Trecho da fonte:
•••

Trechos da entrevista a Caro Amigos

Trechos da entrevista a Caro Amigos
de agosto 1988

(Milton Santos)




PROFESSOR MILTON SANTOS

O brasileiro perde, com a morte do professor Milton Santos, acontecida dia 24 de junho último, um mestre das humanidades e um crítico da globalização que os poderosos do momento não saberão reverenciar (talvez lhe dediquem um nome de rua, quem sabe?). Mas ele tinha uma frase que vale para sempre: “Quem ensina não tem ódio”. Foi dita na entrevista que concedeu a Caros Amigos em agosto de 1998 e da qual retiramos alguns trechos nesta pequena homenagem.

•••

Registros de dados armazenados

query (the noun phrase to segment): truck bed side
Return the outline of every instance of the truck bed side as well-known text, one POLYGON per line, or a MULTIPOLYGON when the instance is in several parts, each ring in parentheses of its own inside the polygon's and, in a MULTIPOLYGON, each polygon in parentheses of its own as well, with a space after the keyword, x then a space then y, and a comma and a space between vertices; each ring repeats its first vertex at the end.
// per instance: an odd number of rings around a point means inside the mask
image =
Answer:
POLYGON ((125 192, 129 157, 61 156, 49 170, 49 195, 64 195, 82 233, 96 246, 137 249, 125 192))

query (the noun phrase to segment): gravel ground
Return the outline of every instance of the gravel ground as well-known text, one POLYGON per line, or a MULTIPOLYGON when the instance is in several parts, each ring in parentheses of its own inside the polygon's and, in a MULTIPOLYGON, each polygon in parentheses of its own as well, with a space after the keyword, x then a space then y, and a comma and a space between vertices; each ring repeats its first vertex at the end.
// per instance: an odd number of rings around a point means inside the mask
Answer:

•••

Tarefas do exercício:
(A) Reproduza o trecho do texto sobre Milton Santos começando por "O brasileiro perde, com" e seguindo até "nesta pequena homenagem.", inclusive.
(B) Responda às perguntas abaixo com base no texto sobre Milton Santos.
(i) Em que dia morreu o professor Milton Santos?
(ii) Qual frase dele, segundo o texto, vale para sempre?
(iii) Além de mestre das humanidades, como o texto descreve o professor?

Soluções:
(A)
O brasileiro perde, com a morte do professor Milton Santos, acontecida dia 24 de junho último, um mestre das humanidades e um crítico da globalização que os poderosos do momento não saberão reverenciar (talvez lhe dediquem um nome de rua, quem sabe?). Mas ele tinha uma frase que vale para sempre: “Quem ensina não tem ódio”. Foi dita na entrevista que concedeu a Caros Amigos em agosto de 1998 e da qual retiramos alguns trechos nesta pequena homenagem.

(B)
(i) No dia 24 de junho.
(ii) "Quem ensina não tem ódio".
(iii) Como um crítico da globalização.